» EXERCISE BRIEF:
Can you recast the lines from the start through the line containing "x=252 y=112" as a JSON list of strings, one string per line, with blank lines skipped and the pictures left out?

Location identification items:
————

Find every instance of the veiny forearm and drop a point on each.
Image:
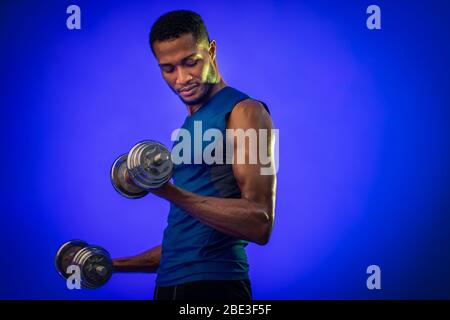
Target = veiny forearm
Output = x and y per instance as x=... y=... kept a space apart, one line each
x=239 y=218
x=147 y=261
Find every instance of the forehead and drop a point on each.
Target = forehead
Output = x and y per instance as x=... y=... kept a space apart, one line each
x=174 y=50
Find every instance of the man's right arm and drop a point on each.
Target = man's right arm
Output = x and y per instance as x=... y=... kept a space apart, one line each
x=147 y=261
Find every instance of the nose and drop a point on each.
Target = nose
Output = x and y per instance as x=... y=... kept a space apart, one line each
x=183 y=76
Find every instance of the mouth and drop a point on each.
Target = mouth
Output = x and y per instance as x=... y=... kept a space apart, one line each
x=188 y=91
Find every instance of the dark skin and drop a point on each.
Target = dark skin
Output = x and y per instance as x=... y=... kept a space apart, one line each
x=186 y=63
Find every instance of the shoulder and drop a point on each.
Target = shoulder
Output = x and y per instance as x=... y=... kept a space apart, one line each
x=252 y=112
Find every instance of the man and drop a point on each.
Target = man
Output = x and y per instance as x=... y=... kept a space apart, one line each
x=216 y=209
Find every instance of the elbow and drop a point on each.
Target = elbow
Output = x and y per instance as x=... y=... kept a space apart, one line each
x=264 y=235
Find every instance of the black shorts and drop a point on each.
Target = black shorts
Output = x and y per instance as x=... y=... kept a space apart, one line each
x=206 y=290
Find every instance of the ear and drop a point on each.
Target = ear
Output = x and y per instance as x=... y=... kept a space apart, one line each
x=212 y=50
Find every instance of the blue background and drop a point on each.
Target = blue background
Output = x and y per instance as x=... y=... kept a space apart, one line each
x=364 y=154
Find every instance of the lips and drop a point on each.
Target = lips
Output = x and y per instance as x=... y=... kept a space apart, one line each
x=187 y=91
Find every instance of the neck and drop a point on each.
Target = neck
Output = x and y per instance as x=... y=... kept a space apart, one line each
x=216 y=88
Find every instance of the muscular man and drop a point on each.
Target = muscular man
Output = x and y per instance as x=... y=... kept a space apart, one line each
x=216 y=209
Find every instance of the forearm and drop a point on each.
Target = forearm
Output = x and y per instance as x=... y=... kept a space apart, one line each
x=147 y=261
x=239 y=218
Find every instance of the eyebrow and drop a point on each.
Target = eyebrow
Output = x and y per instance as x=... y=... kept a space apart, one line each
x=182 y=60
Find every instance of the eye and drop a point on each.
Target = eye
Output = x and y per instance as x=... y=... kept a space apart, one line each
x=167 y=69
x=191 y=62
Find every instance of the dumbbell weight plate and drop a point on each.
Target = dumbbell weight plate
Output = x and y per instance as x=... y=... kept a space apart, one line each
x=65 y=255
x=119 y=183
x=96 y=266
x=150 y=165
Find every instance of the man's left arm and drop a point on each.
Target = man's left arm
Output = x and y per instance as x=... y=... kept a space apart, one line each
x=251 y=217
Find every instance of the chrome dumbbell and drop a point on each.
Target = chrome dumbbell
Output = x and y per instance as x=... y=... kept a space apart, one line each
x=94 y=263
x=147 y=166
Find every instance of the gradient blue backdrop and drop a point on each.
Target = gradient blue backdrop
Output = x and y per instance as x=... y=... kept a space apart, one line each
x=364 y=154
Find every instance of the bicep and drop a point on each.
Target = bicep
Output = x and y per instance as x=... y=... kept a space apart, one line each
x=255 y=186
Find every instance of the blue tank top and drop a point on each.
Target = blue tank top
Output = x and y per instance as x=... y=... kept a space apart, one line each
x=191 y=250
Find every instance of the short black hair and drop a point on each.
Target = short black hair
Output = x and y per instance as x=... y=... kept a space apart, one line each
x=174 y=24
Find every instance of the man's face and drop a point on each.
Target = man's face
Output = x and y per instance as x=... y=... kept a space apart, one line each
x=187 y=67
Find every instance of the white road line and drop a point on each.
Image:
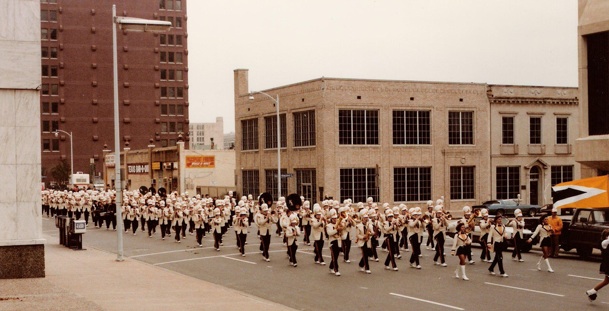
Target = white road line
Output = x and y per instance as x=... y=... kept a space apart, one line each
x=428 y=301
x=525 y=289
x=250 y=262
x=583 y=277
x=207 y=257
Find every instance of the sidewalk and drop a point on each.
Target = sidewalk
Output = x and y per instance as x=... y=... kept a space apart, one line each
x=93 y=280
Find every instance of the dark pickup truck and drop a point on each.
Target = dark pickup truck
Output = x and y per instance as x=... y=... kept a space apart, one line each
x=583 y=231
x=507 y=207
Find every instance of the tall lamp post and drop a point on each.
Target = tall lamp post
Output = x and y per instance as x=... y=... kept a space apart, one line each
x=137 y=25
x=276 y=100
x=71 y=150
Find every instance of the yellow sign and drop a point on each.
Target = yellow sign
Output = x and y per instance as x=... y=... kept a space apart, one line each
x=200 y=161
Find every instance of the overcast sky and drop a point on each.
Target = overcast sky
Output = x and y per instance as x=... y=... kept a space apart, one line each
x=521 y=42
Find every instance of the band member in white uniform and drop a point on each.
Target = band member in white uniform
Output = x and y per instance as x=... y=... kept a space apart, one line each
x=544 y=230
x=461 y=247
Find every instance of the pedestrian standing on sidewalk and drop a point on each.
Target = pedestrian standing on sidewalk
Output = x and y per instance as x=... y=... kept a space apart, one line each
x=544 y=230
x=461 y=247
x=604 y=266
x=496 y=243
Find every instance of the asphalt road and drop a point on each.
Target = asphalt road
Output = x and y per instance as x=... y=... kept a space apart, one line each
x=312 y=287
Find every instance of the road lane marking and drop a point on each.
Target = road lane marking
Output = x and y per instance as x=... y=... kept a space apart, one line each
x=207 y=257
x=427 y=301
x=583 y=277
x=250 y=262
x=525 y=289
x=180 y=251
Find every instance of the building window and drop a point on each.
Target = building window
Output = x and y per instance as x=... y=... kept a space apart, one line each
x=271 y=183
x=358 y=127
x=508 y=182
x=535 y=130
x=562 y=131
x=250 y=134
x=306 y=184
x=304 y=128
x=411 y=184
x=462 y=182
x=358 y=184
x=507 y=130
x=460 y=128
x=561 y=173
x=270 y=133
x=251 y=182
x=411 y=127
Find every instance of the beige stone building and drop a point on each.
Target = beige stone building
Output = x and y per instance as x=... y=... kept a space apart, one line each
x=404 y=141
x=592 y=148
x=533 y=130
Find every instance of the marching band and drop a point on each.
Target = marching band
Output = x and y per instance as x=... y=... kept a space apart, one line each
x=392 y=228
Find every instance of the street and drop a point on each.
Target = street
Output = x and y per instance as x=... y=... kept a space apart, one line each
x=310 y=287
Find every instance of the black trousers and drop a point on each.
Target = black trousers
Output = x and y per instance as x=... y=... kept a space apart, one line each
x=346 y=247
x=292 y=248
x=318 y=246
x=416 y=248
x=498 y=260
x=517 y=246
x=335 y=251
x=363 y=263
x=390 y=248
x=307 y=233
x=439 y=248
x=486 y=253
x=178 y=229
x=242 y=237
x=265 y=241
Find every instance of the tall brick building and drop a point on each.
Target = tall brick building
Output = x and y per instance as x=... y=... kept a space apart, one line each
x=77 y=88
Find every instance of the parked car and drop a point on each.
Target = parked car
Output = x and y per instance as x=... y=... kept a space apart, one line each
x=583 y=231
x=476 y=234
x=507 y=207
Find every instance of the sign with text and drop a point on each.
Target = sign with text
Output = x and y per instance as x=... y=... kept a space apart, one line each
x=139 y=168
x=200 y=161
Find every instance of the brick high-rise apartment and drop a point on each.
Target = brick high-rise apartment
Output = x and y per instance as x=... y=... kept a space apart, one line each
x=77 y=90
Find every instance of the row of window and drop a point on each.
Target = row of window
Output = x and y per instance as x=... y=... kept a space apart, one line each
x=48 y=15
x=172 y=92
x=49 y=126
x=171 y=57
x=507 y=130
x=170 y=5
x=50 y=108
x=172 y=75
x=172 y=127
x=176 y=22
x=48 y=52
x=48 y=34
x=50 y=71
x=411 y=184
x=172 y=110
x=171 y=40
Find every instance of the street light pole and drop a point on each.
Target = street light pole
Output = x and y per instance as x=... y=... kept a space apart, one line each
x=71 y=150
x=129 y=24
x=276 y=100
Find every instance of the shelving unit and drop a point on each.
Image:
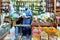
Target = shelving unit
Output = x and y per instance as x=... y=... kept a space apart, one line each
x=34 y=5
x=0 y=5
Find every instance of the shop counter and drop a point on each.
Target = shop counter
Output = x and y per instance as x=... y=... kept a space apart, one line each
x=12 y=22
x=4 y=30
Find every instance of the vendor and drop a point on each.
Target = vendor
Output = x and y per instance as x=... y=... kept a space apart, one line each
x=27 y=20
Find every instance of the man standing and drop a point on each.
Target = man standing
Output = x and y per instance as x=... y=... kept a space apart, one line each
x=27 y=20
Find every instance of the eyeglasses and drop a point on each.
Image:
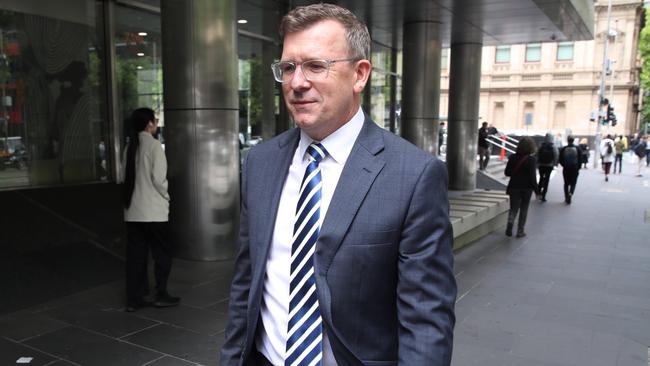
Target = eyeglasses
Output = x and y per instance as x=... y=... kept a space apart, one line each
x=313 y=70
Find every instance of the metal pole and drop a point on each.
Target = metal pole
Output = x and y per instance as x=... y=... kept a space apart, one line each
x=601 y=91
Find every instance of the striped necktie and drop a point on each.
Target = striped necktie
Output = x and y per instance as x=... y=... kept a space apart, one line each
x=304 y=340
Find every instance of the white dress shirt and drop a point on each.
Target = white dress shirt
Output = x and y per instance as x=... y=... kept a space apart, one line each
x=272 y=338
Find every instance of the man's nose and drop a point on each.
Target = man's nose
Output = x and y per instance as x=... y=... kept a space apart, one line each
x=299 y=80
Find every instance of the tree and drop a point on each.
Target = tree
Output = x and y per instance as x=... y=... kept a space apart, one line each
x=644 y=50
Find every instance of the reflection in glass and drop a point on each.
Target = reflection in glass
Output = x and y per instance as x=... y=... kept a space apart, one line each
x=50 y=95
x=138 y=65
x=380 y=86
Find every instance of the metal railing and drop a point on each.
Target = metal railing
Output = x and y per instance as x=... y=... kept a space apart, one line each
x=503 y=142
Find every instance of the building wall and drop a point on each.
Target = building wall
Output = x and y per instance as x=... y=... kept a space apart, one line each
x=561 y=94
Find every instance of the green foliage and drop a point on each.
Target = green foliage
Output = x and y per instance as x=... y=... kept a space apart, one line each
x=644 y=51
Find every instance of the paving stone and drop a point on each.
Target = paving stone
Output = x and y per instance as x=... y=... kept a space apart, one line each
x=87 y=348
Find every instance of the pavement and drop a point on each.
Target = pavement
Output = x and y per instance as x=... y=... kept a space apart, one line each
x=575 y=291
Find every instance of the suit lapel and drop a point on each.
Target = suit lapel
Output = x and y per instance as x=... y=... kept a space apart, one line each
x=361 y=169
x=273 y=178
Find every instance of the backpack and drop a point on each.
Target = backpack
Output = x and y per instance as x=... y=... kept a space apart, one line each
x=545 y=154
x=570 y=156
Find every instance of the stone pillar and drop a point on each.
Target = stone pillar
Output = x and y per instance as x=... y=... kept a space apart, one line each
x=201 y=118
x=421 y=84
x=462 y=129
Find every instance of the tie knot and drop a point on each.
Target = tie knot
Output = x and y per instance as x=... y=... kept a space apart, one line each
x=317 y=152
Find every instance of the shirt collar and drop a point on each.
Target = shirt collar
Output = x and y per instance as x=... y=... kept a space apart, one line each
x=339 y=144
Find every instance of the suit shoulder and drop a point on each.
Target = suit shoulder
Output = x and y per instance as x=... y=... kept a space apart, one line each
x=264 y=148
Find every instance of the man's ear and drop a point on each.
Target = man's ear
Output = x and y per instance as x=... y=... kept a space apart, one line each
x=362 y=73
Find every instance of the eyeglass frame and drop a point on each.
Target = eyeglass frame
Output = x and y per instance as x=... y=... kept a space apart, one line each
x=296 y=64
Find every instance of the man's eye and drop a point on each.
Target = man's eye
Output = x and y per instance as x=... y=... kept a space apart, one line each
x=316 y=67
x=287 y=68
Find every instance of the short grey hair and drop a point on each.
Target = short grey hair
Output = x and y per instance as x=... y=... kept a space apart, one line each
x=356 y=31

————

» RESPONSE TO THIS TASK:
[
  "Find every instance of the veiny forearm and drop a point on each.",
  "Image:",
  "Target = veiny forearm",
  "Output = x and y per instance as x=... y=... kept a space apart, one line each",
  "x=239 y=218",
  "x=147 y=261",
  "Find every instance of the forehead and drop a point on each.",
  "Target = forehead",
  "Output = x and y per instance as x=... y=... kept a space apart, one line each",
  "x=174 y=50",
  "Find every instance of the man's right arm and drop a point on each.",
  "Target = man's right arm",
  "Output = x and y per instance as x=... y=... kept a space apart, one line each",
  "x=147 y=261",
  "Find every instance of the nose and drop a point on each.",
  "Target = nose",
  "Output = x and y per instance as x=... y=... kept a space apart, one line each",
  "x=183 y=76",
  "Find every instance of the mouth and drop a point on each.",
  "Target = mouth",
  "Output = x and y per instance as x=... y=... kept a space apart, one line each",
  "x=188 y=91",
  "Find every instance of the dark skin and drop a point on each.",
  "Target = dark skin",
  "Output = x and y per instance as x=... y=... kept a space apart, one line each",
  "x=186 y=63",
  "Find every instance of the shoulder and drop a point on each.",
  "Target = shoulder",
  "Output = x and y per instance as x=... y=... kept a space apart, one line each",
  "x=252 y=112"
]